** THE TASK **
Search the records for the string "honey". Copy each line where it occurs.
--
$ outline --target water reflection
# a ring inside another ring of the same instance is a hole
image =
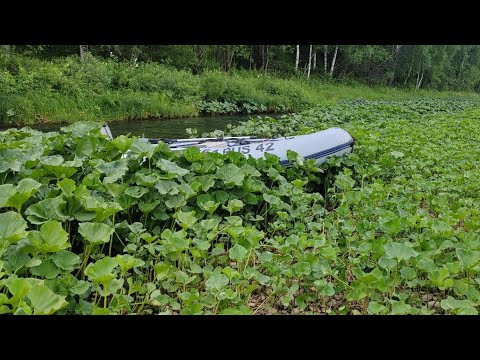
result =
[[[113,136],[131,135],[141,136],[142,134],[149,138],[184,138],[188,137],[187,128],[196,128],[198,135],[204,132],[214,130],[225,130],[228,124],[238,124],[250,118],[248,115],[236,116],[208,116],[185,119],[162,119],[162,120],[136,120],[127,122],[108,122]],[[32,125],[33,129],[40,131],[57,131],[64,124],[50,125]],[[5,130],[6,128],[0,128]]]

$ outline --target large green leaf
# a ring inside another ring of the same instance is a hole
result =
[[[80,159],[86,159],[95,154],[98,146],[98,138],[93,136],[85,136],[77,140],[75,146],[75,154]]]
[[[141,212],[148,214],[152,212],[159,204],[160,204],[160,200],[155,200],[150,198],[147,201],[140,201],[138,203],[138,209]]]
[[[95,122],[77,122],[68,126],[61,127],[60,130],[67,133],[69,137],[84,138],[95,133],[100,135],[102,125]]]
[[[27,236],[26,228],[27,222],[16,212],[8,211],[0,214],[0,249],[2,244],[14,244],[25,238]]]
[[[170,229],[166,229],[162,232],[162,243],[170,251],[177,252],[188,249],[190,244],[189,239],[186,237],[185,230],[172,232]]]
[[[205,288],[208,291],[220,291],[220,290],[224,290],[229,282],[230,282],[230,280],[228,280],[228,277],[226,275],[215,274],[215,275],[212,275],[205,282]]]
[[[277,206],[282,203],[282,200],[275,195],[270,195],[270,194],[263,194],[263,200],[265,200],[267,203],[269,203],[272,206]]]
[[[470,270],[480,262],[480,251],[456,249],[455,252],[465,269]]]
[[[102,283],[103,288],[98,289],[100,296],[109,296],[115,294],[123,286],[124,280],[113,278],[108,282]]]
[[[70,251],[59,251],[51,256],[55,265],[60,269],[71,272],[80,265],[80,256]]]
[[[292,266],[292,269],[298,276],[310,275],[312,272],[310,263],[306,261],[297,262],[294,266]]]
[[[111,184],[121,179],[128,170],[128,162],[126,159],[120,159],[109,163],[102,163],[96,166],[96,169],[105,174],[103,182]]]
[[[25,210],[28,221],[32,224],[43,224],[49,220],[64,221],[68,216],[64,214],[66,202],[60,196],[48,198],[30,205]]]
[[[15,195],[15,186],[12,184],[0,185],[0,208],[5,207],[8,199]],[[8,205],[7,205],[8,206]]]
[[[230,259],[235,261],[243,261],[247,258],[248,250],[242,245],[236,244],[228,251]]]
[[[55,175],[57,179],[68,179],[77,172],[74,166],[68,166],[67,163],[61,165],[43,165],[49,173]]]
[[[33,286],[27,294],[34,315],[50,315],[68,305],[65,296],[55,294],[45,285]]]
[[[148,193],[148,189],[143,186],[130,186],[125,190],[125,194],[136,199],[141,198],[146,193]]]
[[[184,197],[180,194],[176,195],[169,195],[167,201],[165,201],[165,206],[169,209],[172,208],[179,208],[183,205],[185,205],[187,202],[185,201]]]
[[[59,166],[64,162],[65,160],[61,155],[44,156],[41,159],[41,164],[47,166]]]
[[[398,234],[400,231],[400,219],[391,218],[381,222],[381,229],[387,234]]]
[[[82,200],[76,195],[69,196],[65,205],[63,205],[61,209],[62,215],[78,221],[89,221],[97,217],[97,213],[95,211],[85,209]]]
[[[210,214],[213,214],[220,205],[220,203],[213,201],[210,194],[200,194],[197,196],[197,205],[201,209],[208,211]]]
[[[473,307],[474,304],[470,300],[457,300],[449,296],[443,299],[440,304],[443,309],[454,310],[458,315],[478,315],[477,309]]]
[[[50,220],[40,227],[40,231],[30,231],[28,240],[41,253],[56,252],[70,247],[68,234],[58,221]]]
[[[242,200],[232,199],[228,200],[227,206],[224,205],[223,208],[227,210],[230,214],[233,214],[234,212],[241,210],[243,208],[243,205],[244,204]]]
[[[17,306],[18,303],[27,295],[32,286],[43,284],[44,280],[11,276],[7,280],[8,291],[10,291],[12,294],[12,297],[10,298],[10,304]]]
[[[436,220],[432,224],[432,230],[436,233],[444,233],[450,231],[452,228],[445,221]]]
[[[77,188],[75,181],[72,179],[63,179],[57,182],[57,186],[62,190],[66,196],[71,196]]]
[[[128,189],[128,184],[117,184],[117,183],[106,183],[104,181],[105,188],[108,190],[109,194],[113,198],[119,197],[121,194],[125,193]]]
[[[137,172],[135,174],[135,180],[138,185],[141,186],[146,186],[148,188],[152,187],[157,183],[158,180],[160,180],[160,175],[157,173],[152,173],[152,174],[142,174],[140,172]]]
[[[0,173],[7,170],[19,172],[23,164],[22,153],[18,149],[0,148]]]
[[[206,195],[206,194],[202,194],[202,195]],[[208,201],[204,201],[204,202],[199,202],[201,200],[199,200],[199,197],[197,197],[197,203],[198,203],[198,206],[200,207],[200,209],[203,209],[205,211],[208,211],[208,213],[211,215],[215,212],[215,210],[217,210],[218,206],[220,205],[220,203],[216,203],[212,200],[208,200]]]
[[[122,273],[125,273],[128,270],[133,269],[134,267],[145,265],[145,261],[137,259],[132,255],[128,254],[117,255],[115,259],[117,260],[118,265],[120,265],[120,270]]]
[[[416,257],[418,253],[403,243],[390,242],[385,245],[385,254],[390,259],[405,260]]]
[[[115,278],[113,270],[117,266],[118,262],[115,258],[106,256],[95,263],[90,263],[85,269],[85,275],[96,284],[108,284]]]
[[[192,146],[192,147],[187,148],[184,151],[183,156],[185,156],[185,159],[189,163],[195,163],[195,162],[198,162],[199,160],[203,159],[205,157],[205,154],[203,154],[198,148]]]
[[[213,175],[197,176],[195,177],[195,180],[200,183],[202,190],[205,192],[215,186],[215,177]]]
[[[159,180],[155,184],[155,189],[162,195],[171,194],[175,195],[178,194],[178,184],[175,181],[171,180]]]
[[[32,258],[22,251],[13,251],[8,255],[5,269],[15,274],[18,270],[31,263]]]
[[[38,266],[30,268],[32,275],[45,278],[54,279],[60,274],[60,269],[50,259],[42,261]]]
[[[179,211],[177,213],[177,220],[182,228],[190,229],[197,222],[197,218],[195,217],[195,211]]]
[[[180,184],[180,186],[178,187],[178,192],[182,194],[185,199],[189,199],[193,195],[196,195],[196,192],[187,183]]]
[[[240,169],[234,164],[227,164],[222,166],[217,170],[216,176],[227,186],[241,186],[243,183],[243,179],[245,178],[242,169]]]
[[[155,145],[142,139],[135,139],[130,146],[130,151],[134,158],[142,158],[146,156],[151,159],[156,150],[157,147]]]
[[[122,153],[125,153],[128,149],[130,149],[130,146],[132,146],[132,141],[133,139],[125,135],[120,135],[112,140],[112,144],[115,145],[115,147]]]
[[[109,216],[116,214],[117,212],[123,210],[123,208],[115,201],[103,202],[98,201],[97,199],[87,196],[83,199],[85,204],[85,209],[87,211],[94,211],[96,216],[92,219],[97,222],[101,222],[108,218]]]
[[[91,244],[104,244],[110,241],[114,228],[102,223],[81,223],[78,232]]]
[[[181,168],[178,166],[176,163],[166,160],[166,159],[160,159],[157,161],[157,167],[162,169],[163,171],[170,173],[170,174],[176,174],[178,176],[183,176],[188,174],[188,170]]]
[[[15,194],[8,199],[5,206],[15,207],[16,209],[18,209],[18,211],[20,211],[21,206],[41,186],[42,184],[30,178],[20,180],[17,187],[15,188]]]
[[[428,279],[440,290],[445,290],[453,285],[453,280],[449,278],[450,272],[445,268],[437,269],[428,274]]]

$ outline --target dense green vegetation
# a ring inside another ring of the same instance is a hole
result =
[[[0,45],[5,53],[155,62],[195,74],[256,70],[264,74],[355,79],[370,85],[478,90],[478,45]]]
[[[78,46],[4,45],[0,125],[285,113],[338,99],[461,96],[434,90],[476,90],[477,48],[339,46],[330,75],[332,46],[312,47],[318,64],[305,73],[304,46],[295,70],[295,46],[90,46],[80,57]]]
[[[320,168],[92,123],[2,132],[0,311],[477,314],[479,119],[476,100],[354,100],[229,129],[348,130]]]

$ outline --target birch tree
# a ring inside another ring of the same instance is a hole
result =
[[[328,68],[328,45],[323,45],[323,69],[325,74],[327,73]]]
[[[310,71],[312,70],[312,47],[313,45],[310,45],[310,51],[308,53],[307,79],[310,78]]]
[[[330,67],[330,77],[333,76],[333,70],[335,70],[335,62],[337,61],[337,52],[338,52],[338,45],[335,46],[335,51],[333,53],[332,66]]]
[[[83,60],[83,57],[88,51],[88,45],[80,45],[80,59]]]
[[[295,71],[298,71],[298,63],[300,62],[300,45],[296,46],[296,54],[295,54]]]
--
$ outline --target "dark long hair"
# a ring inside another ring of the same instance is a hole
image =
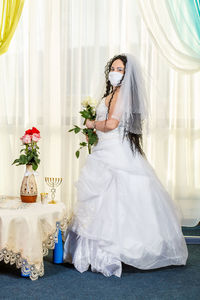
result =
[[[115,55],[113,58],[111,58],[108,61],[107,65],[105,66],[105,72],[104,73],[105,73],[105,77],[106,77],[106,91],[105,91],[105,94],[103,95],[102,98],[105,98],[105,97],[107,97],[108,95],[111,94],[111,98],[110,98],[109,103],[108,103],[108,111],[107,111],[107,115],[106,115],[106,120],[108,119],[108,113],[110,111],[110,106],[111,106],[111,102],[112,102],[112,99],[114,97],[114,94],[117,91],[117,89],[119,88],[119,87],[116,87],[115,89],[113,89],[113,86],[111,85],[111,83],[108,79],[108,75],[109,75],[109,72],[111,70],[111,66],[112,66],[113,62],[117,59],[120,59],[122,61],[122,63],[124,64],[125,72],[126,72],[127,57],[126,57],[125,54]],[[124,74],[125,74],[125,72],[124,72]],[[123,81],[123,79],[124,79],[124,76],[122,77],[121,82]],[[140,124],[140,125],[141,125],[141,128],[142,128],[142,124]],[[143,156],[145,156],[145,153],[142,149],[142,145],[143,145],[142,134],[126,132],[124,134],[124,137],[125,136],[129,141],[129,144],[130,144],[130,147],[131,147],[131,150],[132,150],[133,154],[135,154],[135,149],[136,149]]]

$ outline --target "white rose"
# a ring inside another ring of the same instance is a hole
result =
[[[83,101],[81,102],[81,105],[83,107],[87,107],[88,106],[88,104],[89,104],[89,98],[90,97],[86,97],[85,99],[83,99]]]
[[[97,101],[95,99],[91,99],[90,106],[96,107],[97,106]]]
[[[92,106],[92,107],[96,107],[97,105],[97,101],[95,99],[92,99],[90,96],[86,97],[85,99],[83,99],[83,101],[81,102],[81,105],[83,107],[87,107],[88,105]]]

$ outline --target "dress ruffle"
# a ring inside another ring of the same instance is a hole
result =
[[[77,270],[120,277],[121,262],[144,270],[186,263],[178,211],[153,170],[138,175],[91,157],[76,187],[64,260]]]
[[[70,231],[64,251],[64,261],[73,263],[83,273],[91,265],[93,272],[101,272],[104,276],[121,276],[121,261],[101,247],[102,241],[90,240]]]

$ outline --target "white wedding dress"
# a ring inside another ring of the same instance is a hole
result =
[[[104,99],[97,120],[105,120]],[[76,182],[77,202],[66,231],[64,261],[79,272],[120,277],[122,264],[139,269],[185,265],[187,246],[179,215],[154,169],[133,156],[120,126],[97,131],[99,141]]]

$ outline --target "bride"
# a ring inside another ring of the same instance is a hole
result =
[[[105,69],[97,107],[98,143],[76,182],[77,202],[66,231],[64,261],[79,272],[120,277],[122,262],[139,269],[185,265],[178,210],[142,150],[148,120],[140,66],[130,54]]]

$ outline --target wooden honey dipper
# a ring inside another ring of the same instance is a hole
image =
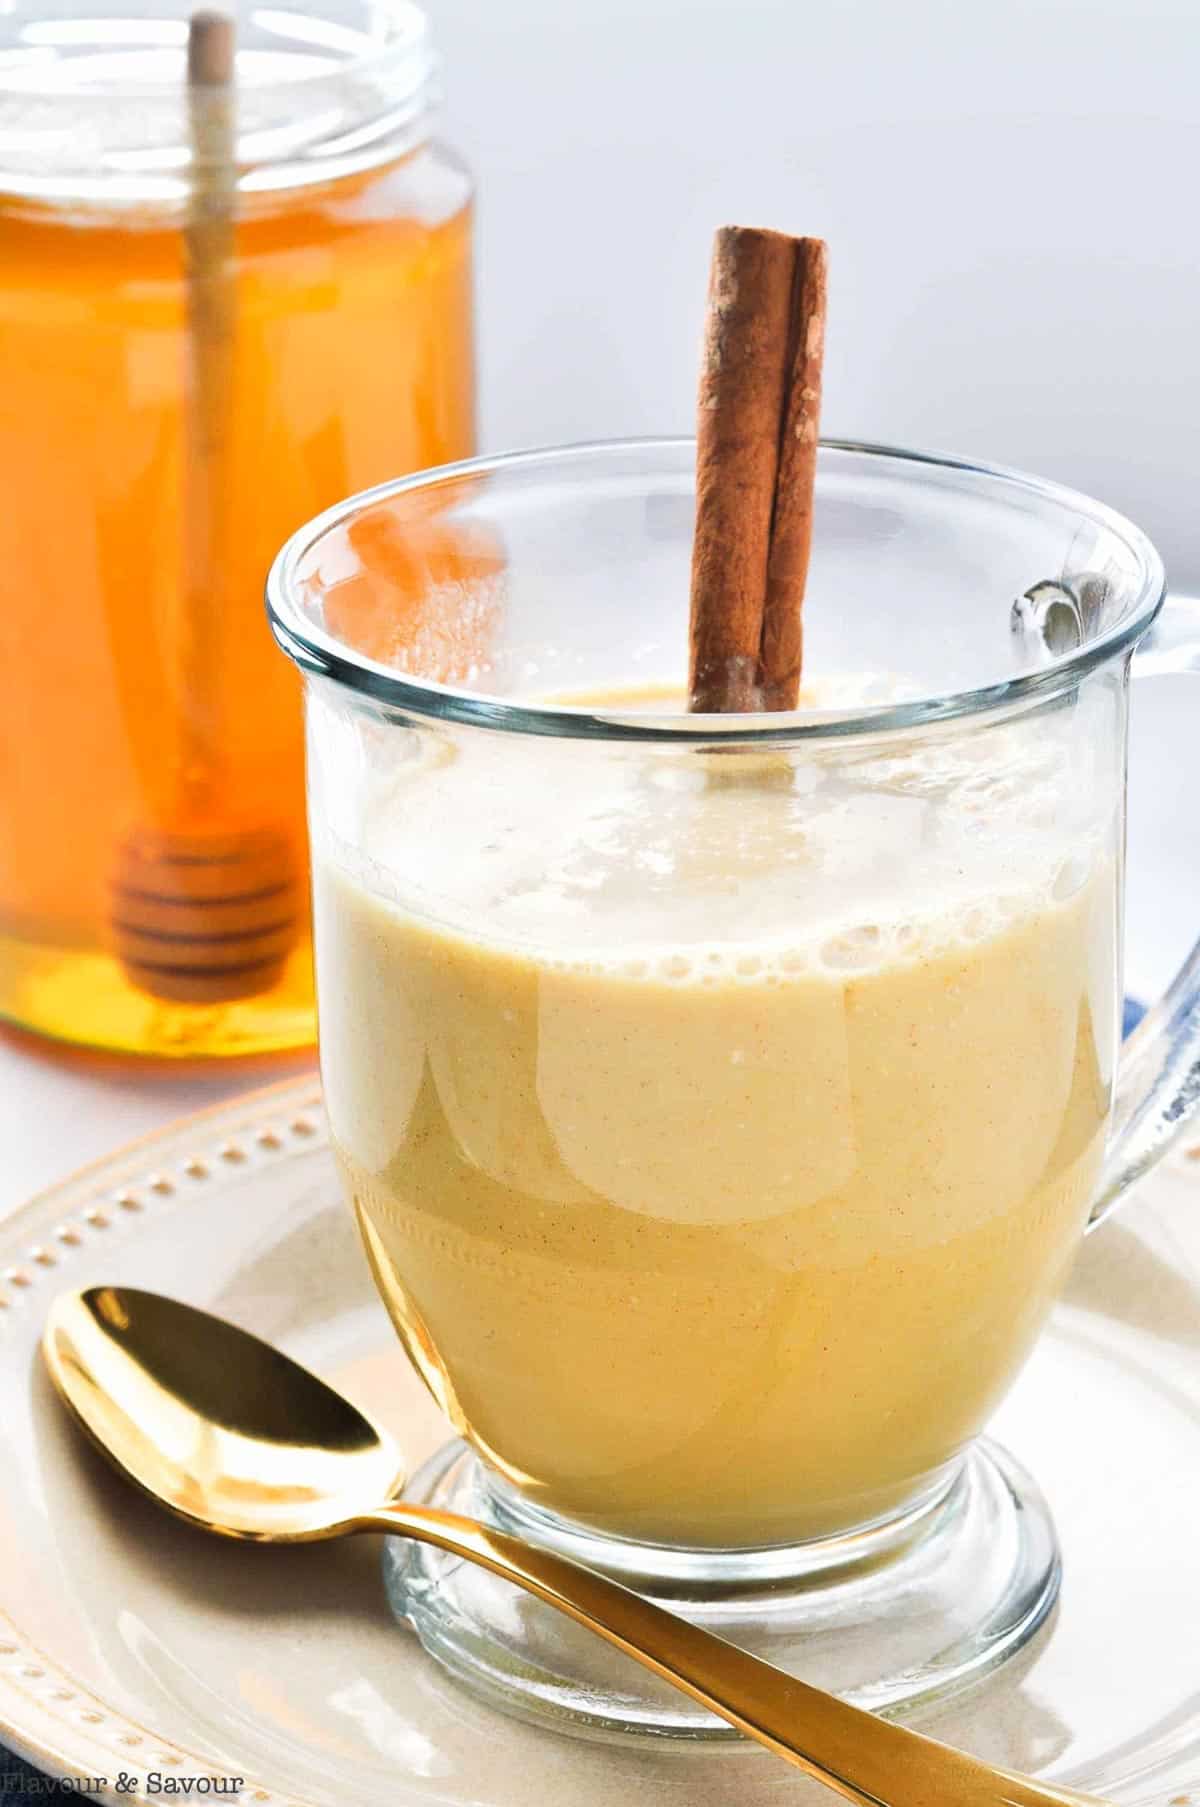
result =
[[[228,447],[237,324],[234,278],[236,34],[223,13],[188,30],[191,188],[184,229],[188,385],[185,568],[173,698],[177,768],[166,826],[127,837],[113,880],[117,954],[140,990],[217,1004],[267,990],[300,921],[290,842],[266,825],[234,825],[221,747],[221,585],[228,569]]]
--
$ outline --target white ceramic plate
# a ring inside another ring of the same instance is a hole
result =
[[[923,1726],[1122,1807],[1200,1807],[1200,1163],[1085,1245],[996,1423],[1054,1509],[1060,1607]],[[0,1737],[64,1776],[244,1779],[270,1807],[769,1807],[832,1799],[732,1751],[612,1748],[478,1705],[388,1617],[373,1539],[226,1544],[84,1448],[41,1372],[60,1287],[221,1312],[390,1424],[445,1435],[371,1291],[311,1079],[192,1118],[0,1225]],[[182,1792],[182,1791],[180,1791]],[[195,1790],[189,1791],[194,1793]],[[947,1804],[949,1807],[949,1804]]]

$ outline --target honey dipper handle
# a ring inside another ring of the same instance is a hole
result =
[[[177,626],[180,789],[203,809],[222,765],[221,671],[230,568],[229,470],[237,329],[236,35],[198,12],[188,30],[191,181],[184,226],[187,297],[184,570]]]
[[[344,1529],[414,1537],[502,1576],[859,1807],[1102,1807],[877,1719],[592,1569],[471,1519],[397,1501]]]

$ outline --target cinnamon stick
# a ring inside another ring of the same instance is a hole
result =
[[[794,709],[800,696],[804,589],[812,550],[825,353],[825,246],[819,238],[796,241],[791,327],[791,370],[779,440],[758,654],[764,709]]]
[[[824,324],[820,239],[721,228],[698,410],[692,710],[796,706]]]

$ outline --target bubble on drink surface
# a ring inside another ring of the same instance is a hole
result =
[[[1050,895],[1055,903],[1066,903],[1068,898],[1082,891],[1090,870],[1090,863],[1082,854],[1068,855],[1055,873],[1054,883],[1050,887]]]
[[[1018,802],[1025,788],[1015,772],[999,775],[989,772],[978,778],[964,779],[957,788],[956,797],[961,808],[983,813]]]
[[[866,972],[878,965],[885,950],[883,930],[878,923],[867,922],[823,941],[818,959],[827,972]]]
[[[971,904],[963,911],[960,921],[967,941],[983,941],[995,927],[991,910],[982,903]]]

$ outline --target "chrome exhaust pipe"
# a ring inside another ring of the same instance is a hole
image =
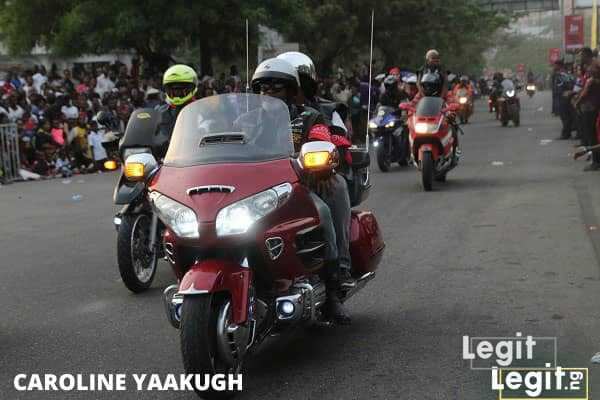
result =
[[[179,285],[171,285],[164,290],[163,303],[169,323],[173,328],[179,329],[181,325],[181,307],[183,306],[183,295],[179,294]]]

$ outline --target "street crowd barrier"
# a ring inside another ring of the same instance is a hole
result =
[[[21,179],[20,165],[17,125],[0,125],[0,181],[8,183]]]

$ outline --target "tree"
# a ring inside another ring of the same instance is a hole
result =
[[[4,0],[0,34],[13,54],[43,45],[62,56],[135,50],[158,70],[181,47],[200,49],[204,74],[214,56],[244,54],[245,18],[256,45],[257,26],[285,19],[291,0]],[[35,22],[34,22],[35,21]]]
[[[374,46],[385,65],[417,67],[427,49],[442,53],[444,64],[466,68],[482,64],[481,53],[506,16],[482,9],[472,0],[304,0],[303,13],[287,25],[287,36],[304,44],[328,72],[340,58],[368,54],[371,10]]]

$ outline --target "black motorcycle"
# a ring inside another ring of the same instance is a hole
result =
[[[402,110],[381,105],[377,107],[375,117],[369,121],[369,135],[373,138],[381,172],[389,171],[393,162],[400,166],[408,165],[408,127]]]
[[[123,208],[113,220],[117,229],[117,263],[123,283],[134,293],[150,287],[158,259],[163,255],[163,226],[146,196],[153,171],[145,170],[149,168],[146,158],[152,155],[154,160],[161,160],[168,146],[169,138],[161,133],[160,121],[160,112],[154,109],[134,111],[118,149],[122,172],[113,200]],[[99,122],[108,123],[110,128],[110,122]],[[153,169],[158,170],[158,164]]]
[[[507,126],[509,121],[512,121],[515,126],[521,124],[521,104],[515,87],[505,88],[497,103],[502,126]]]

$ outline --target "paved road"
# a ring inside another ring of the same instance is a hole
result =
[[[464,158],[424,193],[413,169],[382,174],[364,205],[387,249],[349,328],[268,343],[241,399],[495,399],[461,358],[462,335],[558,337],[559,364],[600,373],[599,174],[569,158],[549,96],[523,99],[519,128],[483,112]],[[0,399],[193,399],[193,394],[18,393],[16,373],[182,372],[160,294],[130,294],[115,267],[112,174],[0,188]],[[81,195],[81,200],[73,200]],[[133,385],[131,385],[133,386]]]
--
** ANSWER AREA **
$ outline --target wooden honey dipper
$ outline --target honey dipper handle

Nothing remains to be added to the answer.